- Film poster
- Directed by: Rajesh Vakil
- Produced by: K C Bokadia
- Starring: Mithun Chakraborty Juhi Chawla Shantipriya
- Music by: Anand–Milind
- Release date: 7 February 1992;
- Running time: 135 minutes
- Language: Hindi

= Mere Sajana Saath Nibhana =

Mere Sajana Saath Nibhana is a 1992 Indian Hindi-language film directed by Rajesh Vakil, starring Mithun Chakraborty, Juhi Chawla, Shantipriya and Prem Chopra. The film is the remake of the Tamil film Kizhakku Vaasal.

==Plot==
Kanhaiya (Mithun Chakraborty) lives with his mother in a small rural town in India, and makes a living singing and dancing at wedding, birthdays, and other important ceremonies in the community along with Bhola (Shakti Kapoor), a young man whom Kanhaiya's mother had offered house and shelter when he was lost in a fair. Chanchal, community's powerful Thakur and Zamindar Raghuvir Singh's daughter, who throws pranks on Kanhaiya often, falls in love with him eventually, and asks him to approach her father for her hand in marriage. Bhola and Kanhaiya's mother approaches him accordingly, but are insulted, severely beaten and thrown out. Kanhaiya's mother tells Bhola not to disclose this incident to Kanhaiya but as a result of severe thrashing, insult and shock, Kanhaiya's mother dies and this incident makes Bhola disclose all that what had happened at the Thakur's house, leaving Kanhaiya enraged to avenge her death from the arrogant Thakur. When Thakur finds out that it was his daughter who had proposed marriage, he feels insulted and speechless for beating Bhola and his mother due to her daughter's actions. Thakur, angry with her daughter, fix her marriage to his friend Thakur Pratap Singh's son Ranjit, much against her wishes. He also apologizes to Kanhaiya and invites him to sing for his daughter's wedding. During her marriage ceremony, Chanchal apologizes for her father's actions and tells him that she truly loved him, but due to society and caste pressure she surrendered and agreed to her father's decision. This is overheard by Ranjit and he decides to cancel his marriage with Chanchal. But his father consoles him and tells him not to cancel the marriage but to keep her as a sex slave and marry a girl of his choice because Chanchal will bring much fortune with her, and that Thakur Pratap can control her family through Chanchal. But this is somehow heard by Thakur Raghuvir, and he decides to abandon the marriage.

Saved records:
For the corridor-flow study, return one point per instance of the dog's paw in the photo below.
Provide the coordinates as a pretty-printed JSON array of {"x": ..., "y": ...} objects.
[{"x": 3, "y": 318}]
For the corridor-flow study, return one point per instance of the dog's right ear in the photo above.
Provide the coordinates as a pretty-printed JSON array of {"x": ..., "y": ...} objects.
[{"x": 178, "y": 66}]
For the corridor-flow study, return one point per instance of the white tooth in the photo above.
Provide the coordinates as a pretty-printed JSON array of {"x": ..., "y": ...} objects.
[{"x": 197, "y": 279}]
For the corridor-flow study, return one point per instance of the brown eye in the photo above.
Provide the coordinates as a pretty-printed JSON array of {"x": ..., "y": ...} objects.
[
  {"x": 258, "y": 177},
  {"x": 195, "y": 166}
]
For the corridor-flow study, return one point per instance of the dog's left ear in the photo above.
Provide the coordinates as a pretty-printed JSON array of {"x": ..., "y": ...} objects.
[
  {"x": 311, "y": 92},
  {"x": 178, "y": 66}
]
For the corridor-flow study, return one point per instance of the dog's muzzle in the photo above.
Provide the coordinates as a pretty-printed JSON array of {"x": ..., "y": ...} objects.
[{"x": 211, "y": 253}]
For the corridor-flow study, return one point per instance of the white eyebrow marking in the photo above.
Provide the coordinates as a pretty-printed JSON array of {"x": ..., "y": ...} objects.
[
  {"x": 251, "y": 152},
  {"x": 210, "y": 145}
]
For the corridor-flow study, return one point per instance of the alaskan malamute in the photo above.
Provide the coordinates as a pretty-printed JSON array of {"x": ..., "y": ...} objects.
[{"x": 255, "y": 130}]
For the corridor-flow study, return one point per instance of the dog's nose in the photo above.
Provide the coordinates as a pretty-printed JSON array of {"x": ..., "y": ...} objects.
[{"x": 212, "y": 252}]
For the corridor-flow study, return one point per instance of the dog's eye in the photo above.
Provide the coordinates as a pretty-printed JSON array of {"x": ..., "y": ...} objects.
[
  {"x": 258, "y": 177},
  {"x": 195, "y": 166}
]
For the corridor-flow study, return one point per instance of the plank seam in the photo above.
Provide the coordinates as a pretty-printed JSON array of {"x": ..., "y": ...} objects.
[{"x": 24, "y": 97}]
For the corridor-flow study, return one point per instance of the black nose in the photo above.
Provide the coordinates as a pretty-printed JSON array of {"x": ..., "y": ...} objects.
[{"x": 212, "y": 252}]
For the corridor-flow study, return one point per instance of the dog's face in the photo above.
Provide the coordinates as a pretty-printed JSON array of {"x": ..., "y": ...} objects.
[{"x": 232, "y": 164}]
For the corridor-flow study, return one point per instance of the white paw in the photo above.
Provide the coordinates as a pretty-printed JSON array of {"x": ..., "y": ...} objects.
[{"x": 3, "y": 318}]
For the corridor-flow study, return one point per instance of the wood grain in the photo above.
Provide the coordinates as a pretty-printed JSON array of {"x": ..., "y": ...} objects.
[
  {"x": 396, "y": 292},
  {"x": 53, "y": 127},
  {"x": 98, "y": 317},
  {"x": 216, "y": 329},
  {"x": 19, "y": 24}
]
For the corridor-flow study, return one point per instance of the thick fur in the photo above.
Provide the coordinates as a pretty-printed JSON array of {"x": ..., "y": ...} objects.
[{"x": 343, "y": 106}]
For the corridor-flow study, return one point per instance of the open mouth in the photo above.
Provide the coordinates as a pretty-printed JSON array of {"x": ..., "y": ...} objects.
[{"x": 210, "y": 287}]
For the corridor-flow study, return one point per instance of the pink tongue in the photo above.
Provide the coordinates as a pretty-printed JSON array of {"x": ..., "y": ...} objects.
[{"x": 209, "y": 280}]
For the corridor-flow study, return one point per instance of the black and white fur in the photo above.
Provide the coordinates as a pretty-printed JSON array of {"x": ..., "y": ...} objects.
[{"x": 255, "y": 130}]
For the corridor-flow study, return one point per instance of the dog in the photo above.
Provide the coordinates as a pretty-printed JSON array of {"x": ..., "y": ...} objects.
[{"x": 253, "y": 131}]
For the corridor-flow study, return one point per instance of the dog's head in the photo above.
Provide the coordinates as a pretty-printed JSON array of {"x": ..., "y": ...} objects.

## Required actions
a) Answer these about the text on Mere Sajana Saath Nibhana:
(i) Who produced the film?
(ii) Of which Tamil film is it a remake?
(iii) To whom does Raghuvir Singh fix Chanchal's marriage?
b) Reproduce word for word the stretch of the text on Mere Sajana Saath Nibhana from "Mere Sajana Saath Nibhana is" through "film Kizhakku Vaasal.".
The saved records are material separate from the text about Mere Sajana Saath Nibhana.

## Answers provided
a)
(i) K C Bokadia
(ii) Kizhakku Vaasal
(iii) Ranjit, the son of his friend Thakur Pratap Singh

b)
Mere Sajana Saath Nibhana is a 1992 Indian Hindi-language film directed by Rajesh Vakil, starring Mithun Chakraborty, Juhi Chawla, Shantipriya and Prem Chopra. The film is the remake of the Tamil film Kizhakku Vaasal.